**Excerpt provided**
* * * * * * * * *
Safe Place Program Gives LGBT Teens a Place To Feel Secure

Jack Gillespie

Walking through the streets of Downtown Lafayette during OUTfest is a type of experience you do not come across very often in a town like West Lafayette.

People who normally blend in with the rest of town’s population now strut the streets in rainbow attire, drag queen outfits, and generally whatever they feel like.

Essentially, OUTfest gives people the opportunity to finally show their true colors, no matter what their sexual orientation or gender is.

It’s a liberating event for people who are not as fully accepted by society as others.

“To have people be able to express themselves is very important to the community,” said Maddie Riordan, who was running the stand for the Tippecanoe County Youth Services at OUTfest.

But once the festivities are over, some people aren’t so lucky.

Young people who are dealing with bullying and harassment due to their sexuality in school and then come home to families who aren’t much more supportive lack a place where they can feel comfortable.

That is where the Tippecanoe County Youth Services, specifically the Safe Place Program, come into play.

The Safe Space Program, started in October of last year, provides children with a place to go to when there is nowhere else to go where they feel safe.

“The main goal is to reduce the amount of kids that are getting arrested for runaway,” Riordan said.  ”We’ve seen that the No. 1 reason why youth are being arrested in Tippecanoe County is because of runaway.

“With having a safe place, they can have a cool-off place. Hopefully, instead of getting the police involved, a mental health professional will help to assess the situation. They will see if home is really a place for this kid to go back to, or if there is another place they can go at this point.”

Riordan says that the program will be especially helpful to people who have yet to come out, as well as advising that finding someone they feel comfortable talking to, whether it is talking to a school counselor or any adult they can trust.

However, as the program has only recently been put into action, not many people know about Safe Place.

Efforts have been made to get the word out to schools and corporations, specifically places such as The Excel Center, Hanna Community Center, and various after school programs in middle and high schools, through PSAs and presentations.

The equivalent to The Safe Place Program here at Harrison High School are the stickers on various classrooms doors throughout the school that say “Safe Space.” It’s a demonstration that LGBT students have many places in the school where teachers are willing to help to help them when they face harassment.

This Safe Place Program will help pre-teens and teens in a similar when school is out of session. Not only will the program provide places that can be accessed at nearly any time, but professional help will be available to help defuse the situation.

It’s a way for kids dealing with the complex, stressful dilemma of living as an LGBT teen to feel more comfortable in their own skin.
* * * * * * * * *
**Listed entries**

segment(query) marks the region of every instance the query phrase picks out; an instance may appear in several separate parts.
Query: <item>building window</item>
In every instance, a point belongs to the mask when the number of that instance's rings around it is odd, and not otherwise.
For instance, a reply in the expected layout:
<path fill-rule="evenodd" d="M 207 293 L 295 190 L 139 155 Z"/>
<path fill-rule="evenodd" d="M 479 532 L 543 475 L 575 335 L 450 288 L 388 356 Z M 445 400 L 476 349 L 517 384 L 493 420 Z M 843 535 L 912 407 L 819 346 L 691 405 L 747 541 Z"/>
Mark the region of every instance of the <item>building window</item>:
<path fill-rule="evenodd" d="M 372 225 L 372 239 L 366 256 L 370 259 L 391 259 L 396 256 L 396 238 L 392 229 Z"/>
* * * * * * * * *
**Task description**
In the article about the Safe Place Program, what does Riordan say is the No. 1 reason youth are arrested in Tippecanoe County?

**Solution to this problem**
Runaway.